Write out the text about MODY5 word for word, from "Epidemiology" up to and including "MODY types [9].".
*** Opening Reading text ***
In the present case, a heterozygous frameshift mutation variant in the hnf1b gene was reported: c.1149delinsTGGCC, p.Arg351Leufs*10; this had not been previously described, but was detected in both the female patient and her mother with a phenotype typical of MODY5. In silico analysis indicated that this mutation is likely to be pathogenic. However, different phenotypes in the family were observed. In the case of the patient, renal and urinary tract malformations were detected, and she also has hypoplasia of the pancreas body associated with early diabetes without beta cell autoantibodies, hypertriglyceridemia and variable hyperglycaemia, with no gastrointestinal symptoms, as well as faecal elastase deficiency. Her mother has a history of pregnancy loss, anatomic and functional urinary tract abnormalities and recurrent urinary tract infections. She was also treated because of early hypertension, which was suspected to be from renal causes. Chronic gastrointestinal symptoms were present, and a probable exocrine pancreas secretion deficit was suspected. No hyperglycaemia was reported, however.
Epidemiology
Approximately 1–5% of all diabetes cases in the United States and other developed countries are thought to be monogenic [3, 5]. In the United Kingdom, 80% of MODY patients are misdiagnosed as T1D or T2D [6]. Amed et al. [7] reported the incidence rate of MODY in a Canadian population to be 0.4 cases per 100,000 children and youths < 18 years of age. There are 14 MODY subtypes identified, which involve extrapancreatic organs in a small percentage. However, MODY5 frequently compromises renal and other extrapancreatic organs, also known as renal cysts and diabetes syndrome (RCAD syndrome) [8], and accounts for 2–5% of all MODY types [9].
*** Closing Reading text ***
*** Opening Source information ***
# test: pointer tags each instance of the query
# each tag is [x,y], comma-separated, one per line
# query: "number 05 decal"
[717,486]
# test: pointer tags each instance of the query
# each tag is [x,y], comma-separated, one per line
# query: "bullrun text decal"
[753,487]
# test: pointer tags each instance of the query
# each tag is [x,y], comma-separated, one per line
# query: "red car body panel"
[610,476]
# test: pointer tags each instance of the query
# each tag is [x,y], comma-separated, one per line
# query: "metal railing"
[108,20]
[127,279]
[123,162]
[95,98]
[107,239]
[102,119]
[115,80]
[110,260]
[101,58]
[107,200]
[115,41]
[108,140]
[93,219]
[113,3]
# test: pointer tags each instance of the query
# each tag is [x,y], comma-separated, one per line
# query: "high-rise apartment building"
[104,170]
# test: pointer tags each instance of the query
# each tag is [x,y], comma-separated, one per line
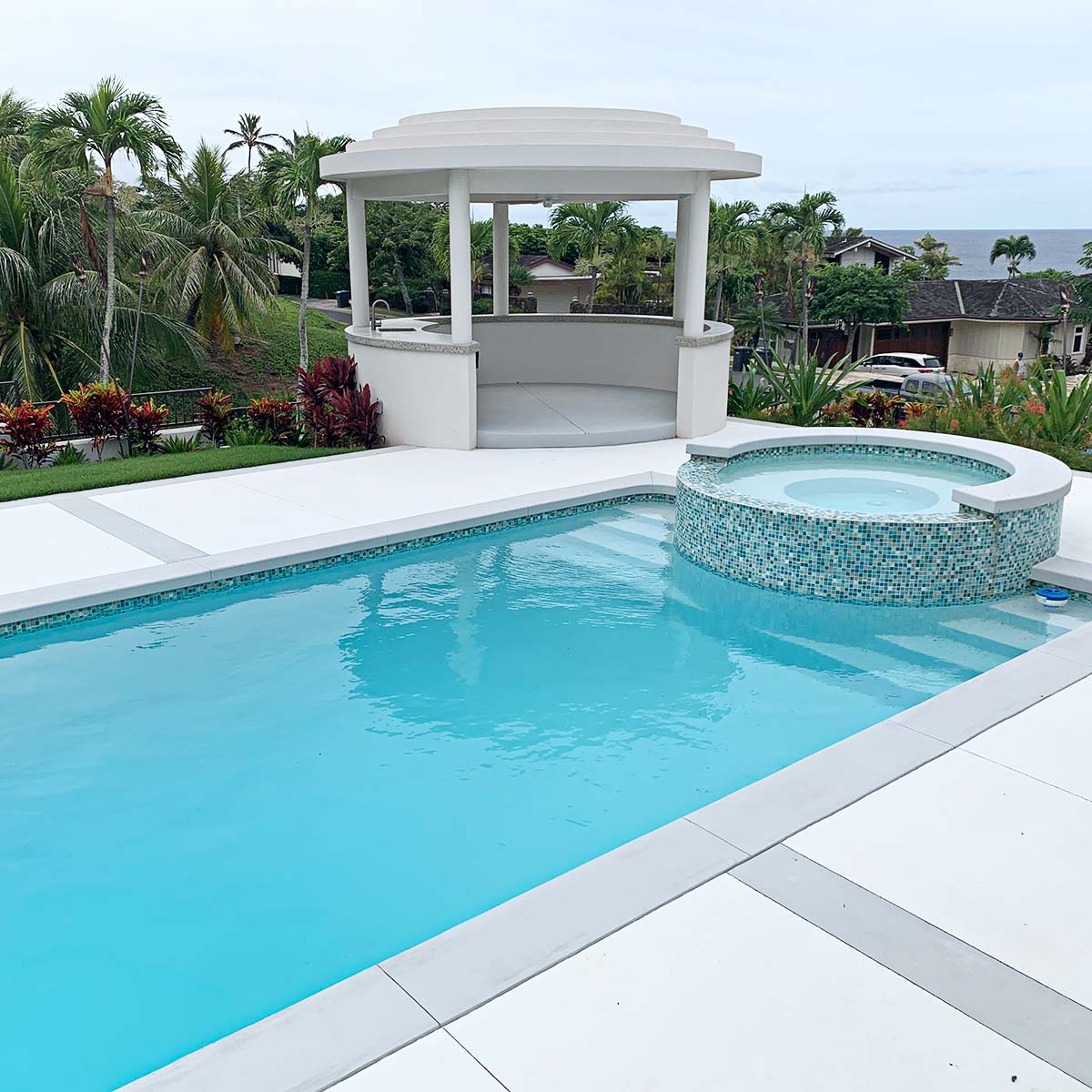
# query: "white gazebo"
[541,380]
*** Closing Source information ***
*** Opening Source information ***
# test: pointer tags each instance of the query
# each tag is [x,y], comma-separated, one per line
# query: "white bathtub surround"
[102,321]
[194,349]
*** Closing Source information ***
*** Opening Source information ***
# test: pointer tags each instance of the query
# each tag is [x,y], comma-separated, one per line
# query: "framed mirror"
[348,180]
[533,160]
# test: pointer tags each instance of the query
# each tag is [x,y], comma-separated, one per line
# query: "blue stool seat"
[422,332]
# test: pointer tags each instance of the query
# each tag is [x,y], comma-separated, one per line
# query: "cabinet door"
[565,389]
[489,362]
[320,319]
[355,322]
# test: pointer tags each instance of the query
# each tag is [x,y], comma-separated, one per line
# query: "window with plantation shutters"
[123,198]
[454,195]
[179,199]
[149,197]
*** Closing Source information ***
Your solution:
Epidemiology
Approximately 1–5% of all diabetes cases in the United States and other developed countries are thought to be monogenic [3, 5]. In the United Kingdom, 80% of MODY patients are misdiagnosed as T1D or T2D [6]. Amed et al. [7] reported the incidence rate of MODY in a Canadian population to be 0.4 cases per 100,000 children and youths < 18 years of age. There are 14 MODY subtypes identified, which involve extrapancreatic organs in a small percentage. However, MODY5 frequently compromises renal and other extrapancreatic organs, also known as renal cysts and diabetes syndrome (RCAD syndrome) [8], and accounts for 2–5% of all MODY types [9].